WHAT YOU HAVE TO DO: An identical copy of all records below is to be written out.

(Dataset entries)
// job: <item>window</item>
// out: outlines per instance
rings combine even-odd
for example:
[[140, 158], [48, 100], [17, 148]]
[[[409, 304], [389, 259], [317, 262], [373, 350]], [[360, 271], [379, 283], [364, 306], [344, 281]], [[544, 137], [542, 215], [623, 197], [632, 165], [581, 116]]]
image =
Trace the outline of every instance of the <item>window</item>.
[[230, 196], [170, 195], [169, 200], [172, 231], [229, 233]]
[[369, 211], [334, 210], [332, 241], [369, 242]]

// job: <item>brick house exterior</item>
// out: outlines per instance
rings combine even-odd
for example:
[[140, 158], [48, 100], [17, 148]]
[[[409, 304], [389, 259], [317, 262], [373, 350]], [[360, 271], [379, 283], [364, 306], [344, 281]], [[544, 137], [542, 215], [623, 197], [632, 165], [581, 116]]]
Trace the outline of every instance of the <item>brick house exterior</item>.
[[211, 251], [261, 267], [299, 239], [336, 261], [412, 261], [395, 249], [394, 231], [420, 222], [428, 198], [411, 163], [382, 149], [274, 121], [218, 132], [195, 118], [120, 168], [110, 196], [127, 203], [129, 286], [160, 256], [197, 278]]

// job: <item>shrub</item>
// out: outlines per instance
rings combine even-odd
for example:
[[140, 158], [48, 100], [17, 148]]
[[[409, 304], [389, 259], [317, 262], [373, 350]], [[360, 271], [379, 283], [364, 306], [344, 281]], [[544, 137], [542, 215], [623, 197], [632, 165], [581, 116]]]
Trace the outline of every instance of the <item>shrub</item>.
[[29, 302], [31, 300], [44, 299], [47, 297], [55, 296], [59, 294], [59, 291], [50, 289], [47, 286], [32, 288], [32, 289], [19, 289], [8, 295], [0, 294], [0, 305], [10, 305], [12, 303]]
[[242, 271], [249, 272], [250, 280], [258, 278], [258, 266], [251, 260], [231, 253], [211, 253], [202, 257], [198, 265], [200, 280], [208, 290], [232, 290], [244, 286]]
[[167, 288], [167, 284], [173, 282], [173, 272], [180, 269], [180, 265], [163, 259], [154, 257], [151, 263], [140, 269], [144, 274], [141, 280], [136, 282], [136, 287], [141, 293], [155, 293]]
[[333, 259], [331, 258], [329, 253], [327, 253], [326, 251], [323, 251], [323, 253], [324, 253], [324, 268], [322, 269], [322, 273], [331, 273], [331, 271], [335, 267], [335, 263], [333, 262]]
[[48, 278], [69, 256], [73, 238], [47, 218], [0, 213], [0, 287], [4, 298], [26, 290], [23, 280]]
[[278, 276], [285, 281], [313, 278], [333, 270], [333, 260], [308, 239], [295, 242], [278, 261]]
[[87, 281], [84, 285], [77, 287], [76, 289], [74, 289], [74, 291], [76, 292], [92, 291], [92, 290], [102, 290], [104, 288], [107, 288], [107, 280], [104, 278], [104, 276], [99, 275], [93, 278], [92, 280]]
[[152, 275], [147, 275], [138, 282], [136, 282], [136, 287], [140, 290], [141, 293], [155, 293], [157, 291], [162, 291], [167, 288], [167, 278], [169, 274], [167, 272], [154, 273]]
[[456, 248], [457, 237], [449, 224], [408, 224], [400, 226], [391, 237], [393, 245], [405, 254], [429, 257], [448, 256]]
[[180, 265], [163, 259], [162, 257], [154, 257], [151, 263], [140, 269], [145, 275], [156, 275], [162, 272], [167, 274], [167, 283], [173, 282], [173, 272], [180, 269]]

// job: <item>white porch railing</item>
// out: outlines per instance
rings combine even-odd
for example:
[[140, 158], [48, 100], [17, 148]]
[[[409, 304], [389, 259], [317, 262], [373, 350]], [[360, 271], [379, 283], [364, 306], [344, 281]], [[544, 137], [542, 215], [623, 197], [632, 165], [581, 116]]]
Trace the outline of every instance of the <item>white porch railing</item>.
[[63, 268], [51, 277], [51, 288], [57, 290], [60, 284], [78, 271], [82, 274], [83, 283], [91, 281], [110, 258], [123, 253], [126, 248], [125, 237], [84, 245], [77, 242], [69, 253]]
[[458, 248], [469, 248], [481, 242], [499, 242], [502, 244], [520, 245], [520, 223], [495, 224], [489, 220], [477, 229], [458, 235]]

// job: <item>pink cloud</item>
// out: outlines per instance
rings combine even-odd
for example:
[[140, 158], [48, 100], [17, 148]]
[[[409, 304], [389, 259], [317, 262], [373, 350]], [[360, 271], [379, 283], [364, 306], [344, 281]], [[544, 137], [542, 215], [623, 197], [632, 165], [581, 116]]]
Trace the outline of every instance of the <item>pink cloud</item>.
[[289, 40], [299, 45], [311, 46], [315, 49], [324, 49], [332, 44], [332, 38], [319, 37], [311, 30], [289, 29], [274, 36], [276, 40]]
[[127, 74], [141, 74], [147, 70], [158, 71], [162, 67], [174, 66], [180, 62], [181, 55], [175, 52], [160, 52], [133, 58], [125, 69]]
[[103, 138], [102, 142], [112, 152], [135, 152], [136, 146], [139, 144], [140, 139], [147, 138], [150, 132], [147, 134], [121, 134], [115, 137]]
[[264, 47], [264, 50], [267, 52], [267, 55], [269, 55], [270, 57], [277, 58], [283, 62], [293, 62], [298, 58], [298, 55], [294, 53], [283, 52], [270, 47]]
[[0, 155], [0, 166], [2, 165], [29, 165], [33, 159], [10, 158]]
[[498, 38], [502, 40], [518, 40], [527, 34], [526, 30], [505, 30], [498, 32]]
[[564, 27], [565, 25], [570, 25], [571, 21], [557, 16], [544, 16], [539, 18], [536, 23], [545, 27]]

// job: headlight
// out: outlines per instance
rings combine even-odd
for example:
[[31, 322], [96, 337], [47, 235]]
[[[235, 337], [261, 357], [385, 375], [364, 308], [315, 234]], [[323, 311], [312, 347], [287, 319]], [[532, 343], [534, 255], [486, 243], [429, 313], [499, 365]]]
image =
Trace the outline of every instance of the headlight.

WORKED SOLUTION:
// job: <item>window</item>
// out: outlines per instance
rings combine even-odd
for example:
[[140, 158], [48, 100], [17, 148]]
[[[409, 304], [389, 259], [317, 262], [373, 350]], [[360, 271], [379, 283], [364, 306], [344, 281]], [[544, 137], [542, 215], [623, 197], [632, 165], [581, 116]]]
image =
Trace the outline of every instance of the <item>window</item>.
[[230, 196], [170, 195], [169, 200], [172, 231], [229, 233]]
[[369, 211], [334, 210], [332, 241], [369, 242]]

// job: <item>brick house exterior</item>
// out: outlines per instance
rings combine even-odd
for example:
[[140, 158], [48, 100], [17, 148]]
[[[409, 304], [389, 259], [317, 262], [373, 350]], [[360, 271], [379, 283], [364, 306], [344, 281]], [[544, 137], [542, 215], [623, 197], [632, 165], [581, 116]]]
Trace the outline of every instance of the <item>brick house exterior</item>.
[[211, 251], [261, 267], [299, 239], [336, 261], [412, 261], [395, 249], [394, 231], [420, 222], [428, 198], [411, 163], [382, 149], [274, 121], [218, 132], [195, 118], [120, 168], [110, 196], [127, 203], [129, 286], [160, 256], [197, 278]]

// job: <item>shrub</item>
// out: outlines per instance
rings combine even-odd
for example:
[[140, 158], [48, 100], [17, 148]]
[[[409, 304], [389, 259], [317, 262], [373, 350]], [[360, 271], [379, 283], [364, 306], [344, 281]], [[544, 137], [542, 215], [623, 197], [632, 165], [581, 116]]]
Trace the outline of every instance of the <item>shrub</item>.
[[29, 302], [31, 300], [44, 299], [47, 297], [55, 296], [59, 294], [59, 291], [50, 289], [47, 286], [32, 288], [32, 289], [19, 289], [8, 295], [0, 294], [0, 305], [10, 305], [12, 303]]
[[242, 271], [249, 272], [250, 280], [258, 278], [258, 266], [251, 260], [231, 253], [211, 253], [202, 257], [198, 265], [200, 280], [208, 290], [232, 290], [244, 286]]
[[167, 288], [167, 284], [173, 282], [173, 272], [180, 269], [180, 265], [163, 259], [154, 257], [151, 263], [140, 269], [144, 274], [141, 280], [136, 282], [136, 287], [141, 293], [155, 293]]
[[333, 259], [331, 258], [329, 253], [327, 253], [326, 251], [323, 251], [323, 253], [324, 253], [324, 268], [322, 269], [322, 273], [331, 273], [331, 271], [335, 267], [335, 263], [333, 262]]
[[48, 278], [69, 256], [73, 238], [47, 218], [0, 213], [0, 287], [4, 298], [26, 290], [23, 280]]
[[278, 276], [285, 281], [313, 278], [333, 270], [333, 260], [308, 239], [295, 242], [278, 261]]
[[87, 281], [84, 285], [77, 287], [76, 289], [74, 289], [74, 291], [76, 292], [92, 291], [92, 290], [102, 290], [104, 288], [107, 288], [107, 280], [104, 278], [104, 276], [99, 275], [93, 278], [92, 280]]
[[152, 275], [147, 275], [138, 282], [136, 282], [136, 287], [140, 290], [141, 293], [155, 293], [157, 291], [162, 291], [167, 288], [167, 278], [169, 274], [167, 272], [154, 273]]
[[456, 248], [457, 237], [449, 224], [408, 224], [400, 226], [391, 237], [393, 245], [405, 254], [429, 257], [448, 256]]
[[180, 265], [163, 259], [162, 257], [154, 257], [151, 263], [140, 269], [145, 275], [156, 275], [162, 272], [167, 274], [167, 283], [173, 282], [173, 272], [180, 269]]

// job: <item>white porch railing</item>
// out: outlines per instance
rings combine even-odd
for example:
[[140, 158], [48, 100], [17, 148]]
[[[409, 304], [389, 259], [317, 262], [373, 350]], [[360, 271], [379, 283], [364, 306], [344, 281]], [[544, 137], [542, 215], [623, 197], [632, 165], [581, 116]]]
Trace the outline of every instance of the <item>white porch railing</item>.
[[63, 268], [51, 277], [51, 288], [57, 290], [60, 284], [78, 271], [82, 274], [83, 283], [91, 281], [110, 258], [123, 253], [126, 248], [125, 237], [84, 245], [77, 242], [69, 253]]
[[458, 248], [469, 248], [481, 242], [499, 242], [502, 244], [520, 245], [520, 223], [495, 224], [489, 220], [477, 229], [458, 235]]

// job: <item>pink cloud</item>
// out: outlines per instance
rings combine even-odd
for example:
[[140, 158], [48, 100], [17, 148]]
[[[409, 304], [389, 259], [317, 262], [373, 350]], [[360, 271], [379, 283], [364, 306], [344, 281]], [[544, 137], [542, 215], [623, 197], [632, 165], [581, 116]]]
Trace the outline of every instance of the <item>pink cloud</item>.
[[289, 40], [299, 45], [311, 46], [315, 49], [324, 49], [332, 44], [332, 38], [319, 37], [311, 30], [289, 29], [274, 36], [276, 40]]
[[127, 74], [141, 74], [147, 70], [158, 71], [162, 67], [174, 66], [180, 62], [181, 55], [175, 52], [160, 52], [133, 58], [125, 69]]
[[103, 138], [102, 142], [112, 152], [135, 152], [136, 146], [139, 144], [140, 139], [147, 138], [150, 132], [147, 134], [121, 134], [115, 137]]
[[264, 47], [264, 50], [267, 52], [267, 55], [269, 55], [270, 57], [277, 58], [283, 62], [293, 62], [298, 58], [298, 55], [294, 53], [283, 52], [270, 47]]
[[0, 155], [0, 166], [2, 165], [29, 165], [33, 159], [10, 158]]
[[498, 38], [502, 40], [518, 40], [527, 34], [526, 30], [505, 30], [498, 32]]
[[564, 27], [565, 25], [570, 25], [571, 21], [557, 16], [544, 16], [539, 18], [536, 23], [545, 27]]

// job: headlight
// out: outlines per instance
rings combine even-odd
for example:
[[31, 322], [96, 337], [47, 235]]
[[[235, 337], [261, 357], [385, 375], [364, 308], [315, 234]], [[323, 311], [312, 347], [287, 319]], [[532, 343], [534, 255], [486, 243], [429, 313], [499, 365]]]
image =
Trace the outline of every instance of the headlight.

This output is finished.